[ASSIGNMENT]
Count the lines below that hold the word "player" and say how many, with no other text.

[[ RECORDS SUPPLIED, beginning ]]

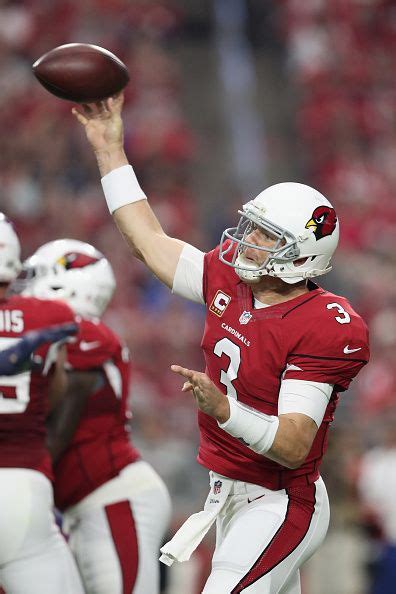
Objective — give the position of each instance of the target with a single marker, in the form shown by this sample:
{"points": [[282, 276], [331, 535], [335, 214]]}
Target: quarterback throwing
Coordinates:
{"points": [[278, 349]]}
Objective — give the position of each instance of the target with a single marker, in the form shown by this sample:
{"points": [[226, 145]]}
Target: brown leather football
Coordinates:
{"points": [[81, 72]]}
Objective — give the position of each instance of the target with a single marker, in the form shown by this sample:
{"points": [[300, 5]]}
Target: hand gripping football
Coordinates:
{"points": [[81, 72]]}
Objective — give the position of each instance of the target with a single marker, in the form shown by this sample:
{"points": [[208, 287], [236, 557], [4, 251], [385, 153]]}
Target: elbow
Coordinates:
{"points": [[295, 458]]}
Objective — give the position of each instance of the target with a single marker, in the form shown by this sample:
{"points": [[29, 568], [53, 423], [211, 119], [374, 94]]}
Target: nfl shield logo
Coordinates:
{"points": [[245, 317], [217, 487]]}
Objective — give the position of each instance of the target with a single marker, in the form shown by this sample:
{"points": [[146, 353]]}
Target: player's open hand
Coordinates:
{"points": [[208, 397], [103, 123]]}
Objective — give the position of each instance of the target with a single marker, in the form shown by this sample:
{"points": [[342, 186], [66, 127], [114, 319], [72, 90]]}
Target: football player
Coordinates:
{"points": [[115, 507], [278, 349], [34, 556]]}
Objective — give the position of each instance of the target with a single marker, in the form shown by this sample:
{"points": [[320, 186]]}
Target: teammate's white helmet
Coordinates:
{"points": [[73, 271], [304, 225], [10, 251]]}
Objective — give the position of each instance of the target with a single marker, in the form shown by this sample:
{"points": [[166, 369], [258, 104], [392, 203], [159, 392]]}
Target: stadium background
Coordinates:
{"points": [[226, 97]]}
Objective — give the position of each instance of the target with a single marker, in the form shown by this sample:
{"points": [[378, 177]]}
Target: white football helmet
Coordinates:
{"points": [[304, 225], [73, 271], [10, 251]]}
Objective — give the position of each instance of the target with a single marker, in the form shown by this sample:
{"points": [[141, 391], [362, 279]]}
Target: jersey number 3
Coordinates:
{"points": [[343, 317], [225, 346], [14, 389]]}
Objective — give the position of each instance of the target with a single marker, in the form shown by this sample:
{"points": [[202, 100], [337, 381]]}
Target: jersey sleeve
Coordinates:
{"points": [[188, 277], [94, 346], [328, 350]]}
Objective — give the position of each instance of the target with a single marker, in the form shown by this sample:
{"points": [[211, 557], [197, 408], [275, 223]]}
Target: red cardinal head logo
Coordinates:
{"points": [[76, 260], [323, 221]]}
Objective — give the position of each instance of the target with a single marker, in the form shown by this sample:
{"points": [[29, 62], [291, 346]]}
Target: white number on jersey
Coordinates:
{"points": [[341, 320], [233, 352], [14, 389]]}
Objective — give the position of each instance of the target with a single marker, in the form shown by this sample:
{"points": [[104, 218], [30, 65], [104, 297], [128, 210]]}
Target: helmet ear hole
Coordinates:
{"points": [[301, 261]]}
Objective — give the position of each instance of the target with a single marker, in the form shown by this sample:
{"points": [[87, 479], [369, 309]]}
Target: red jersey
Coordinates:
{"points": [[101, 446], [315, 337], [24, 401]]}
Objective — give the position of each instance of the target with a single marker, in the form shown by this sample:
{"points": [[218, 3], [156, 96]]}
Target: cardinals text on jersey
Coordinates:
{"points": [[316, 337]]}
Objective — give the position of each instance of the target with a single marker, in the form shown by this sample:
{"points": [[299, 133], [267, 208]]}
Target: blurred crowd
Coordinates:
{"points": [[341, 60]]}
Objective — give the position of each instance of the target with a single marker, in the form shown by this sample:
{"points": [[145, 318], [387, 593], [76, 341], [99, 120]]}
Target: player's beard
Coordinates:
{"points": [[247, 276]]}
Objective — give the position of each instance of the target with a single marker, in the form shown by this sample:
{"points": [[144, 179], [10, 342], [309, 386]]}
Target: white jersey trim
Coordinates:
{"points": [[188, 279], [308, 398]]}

[[ RECORDS SUPPLIED, end ]]

[WRITTEN RESPONSE]
3